[Records for this exercise]:
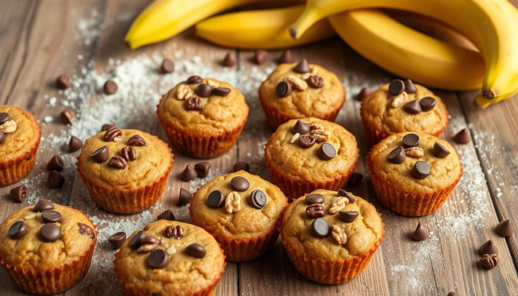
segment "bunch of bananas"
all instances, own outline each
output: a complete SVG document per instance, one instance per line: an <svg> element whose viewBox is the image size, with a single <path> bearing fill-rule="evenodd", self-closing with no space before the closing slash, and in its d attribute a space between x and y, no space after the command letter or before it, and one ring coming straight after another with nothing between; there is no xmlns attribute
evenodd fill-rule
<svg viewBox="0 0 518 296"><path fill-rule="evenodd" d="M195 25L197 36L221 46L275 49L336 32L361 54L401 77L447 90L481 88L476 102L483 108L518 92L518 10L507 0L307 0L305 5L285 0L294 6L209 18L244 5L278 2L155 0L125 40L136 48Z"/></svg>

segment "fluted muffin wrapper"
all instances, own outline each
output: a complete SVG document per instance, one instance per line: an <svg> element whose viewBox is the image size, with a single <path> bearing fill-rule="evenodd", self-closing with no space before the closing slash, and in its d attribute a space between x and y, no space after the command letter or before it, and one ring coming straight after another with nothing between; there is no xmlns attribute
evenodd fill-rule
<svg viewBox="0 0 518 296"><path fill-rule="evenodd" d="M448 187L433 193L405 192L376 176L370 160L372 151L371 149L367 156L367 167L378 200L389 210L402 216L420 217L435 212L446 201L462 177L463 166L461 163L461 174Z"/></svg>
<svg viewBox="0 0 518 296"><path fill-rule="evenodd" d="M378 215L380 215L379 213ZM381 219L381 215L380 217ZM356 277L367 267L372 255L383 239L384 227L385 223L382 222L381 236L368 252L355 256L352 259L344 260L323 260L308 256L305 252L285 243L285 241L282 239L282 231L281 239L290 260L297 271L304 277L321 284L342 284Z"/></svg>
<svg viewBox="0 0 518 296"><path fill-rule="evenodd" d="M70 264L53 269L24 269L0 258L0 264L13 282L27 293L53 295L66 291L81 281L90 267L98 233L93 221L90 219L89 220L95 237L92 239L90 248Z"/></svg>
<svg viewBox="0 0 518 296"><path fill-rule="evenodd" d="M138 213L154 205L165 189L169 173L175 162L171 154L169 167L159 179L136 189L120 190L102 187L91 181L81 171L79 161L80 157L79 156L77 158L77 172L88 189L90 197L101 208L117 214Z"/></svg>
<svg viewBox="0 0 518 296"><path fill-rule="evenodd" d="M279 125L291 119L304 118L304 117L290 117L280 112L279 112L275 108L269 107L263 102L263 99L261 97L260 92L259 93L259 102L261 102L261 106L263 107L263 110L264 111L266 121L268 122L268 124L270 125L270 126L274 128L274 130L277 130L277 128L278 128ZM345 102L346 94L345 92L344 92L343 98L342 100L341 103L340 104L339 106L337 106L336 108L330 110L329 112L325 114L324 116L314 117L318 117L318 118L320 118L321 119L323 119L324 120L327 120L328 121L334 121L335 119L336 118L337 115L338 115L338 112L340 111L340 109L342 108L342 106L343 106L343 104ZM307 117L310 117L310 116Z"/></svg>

[The problem]: Retype every line of the records above exactly as it stands, omitting the pictures.

[Result of this task]:
segment "bunch of bananas"
all instances, own outline each
output: a complete SVG document per instance, one instance per line: an <svg> element whose viewBox is the image size, with a single <path> bearing fill-rule="evenodd", self-closing with no space before the closing slash, and in its d attribute a space between x and y, no space after the command letter or before it, and one ring coming straight after another with nothing between; there is no xmlns attribute
evenodd fill-rule
<svg viewBox="0 0 518 296"><path fill-rule="evenodd" d="M195 25L197 36L221 46L275 49L336 32L361 54L401 77L447 90L481 88L476 102L483 108L518 92L518 10L507 0L307 0L305 5L285 0L294 6L209 18L244 5L278 2L155 0L125 40L136 48Z"/></svg>

segment "fluted muffin wrapper"
all instances, own outline each
output: a complete SVG document per instance, one instance per line: an <svg> element whose viewBox is the image size, with a single <path> bearing fill-rule="evenodd", self-closing with no space before the closing slash, and in its d attribute a space between x and y, no space after the command letter or before it, and one ring coming straight after another with nothing between; there is no xmlns attribute
evenodd fill-rule
<svg viewBox="0 0 518 296"><path fill-rule="evenodd" d="M448 187L433 193L405 192L376 176L370 160L372 151L371 149L367 156L367 167L378 200L389 210L402 216L420 217L435 212L446 201L462 177L463 166L461 163L461 174Z"/></svg>
<svg viewBox="0 0 518 296"><path fill-rule="evenodd" d="M378 215L380 215L379 213ZM381 219L381 215L380 217ZM356 277L367 267L372 255L383 239L384 227L385 223L382 222L381 236L368 252L355 256L352 259L344 260L323 260L308 256L305 252L285 243L285 241L282 239L282 231L281 239L290 260L297 271L304 277L321 284L342 284Z"/></svg>
<svg viewBox="0 0 518 296"><path fill-rule="evenodd" d="M70 264L53 269L24 269L0 258L0 264L13 282L27 293L53 295L66 291L81 281L90 267L98 233L93 221L90 219L89 220L95 237L92 239L90 248Z"/></svg>
<svg viewBox="0 0 518 296"><path fill-rule="evenodd" d="M138 213L154 205L165 189L169 173L175 162L171 154L169 167L159 179L136 189L120 190L102 187L91 181L81 171L79 161L80 157L79 156L77 158L77 172L88 189L90 197L101 208L117 214Z"/></svg>
<svg viewBox="0 0 518 296"><path fill-rule="evenodd" d="M279 125L291 119L304 118L304 117L290 117L280 112L279 112L275 108L269 107L263 102L263 99L261 97L260 92L259 93L259 102L261 102L261 106L263 107L263 110L264 111L266 121L268 122L268 124L270 125L270 126L274 128L274 130L277 130L277 128L278 128ZM345 102L346 94L345 92L344 92L343 98L342 100L341 103L340 104L339 106L337 106L336 108L330 110L329 112L325 114L324 116L314 117L318 117L318 118L320 118L321 119L323 119L324 120L327 120L328 121L334 121L335 119L336 118L337 115L338 115L338 112L340 111L340 109L342 108L342 106L343 106L343 104ZM307 117L310 117L310 116Z"/></svg>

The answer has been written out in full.